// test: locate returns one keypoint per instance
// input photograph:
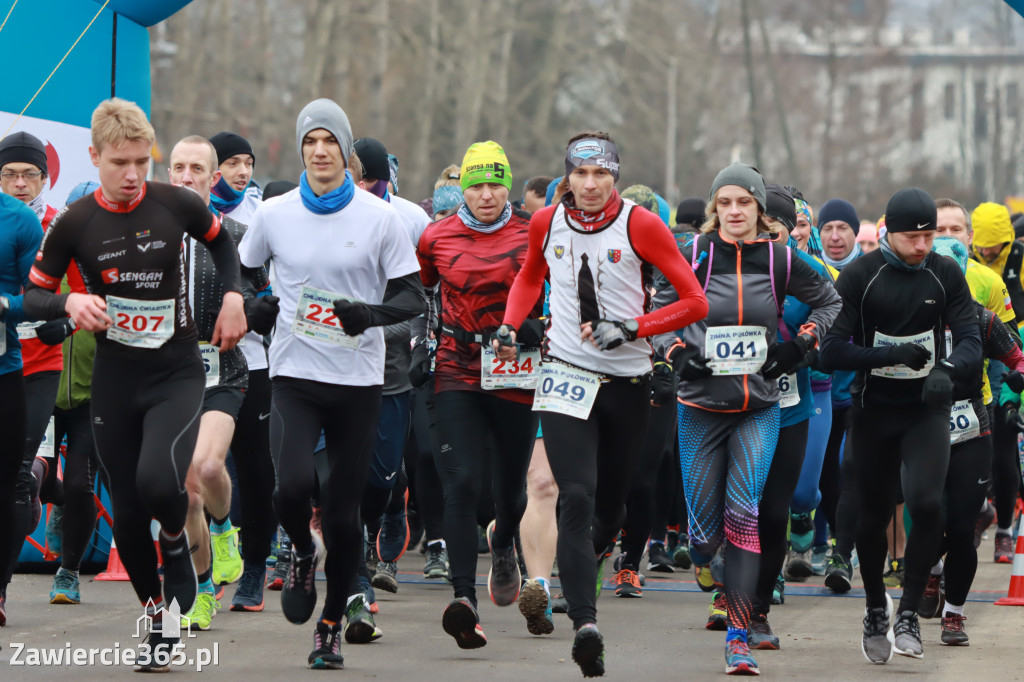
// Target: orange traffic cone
(115, 569)
(1015, 596)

▶ Task to carry out
Update the records above by replacing "orange traffic cone" with "safety cone" and leaving everything else as it is. Omit the pictures.

▶ Answer to the problem
// test: locate returns one keypoint per instance
// input photograph:
// Target: safety cone
(115, 569)
(1015, 596)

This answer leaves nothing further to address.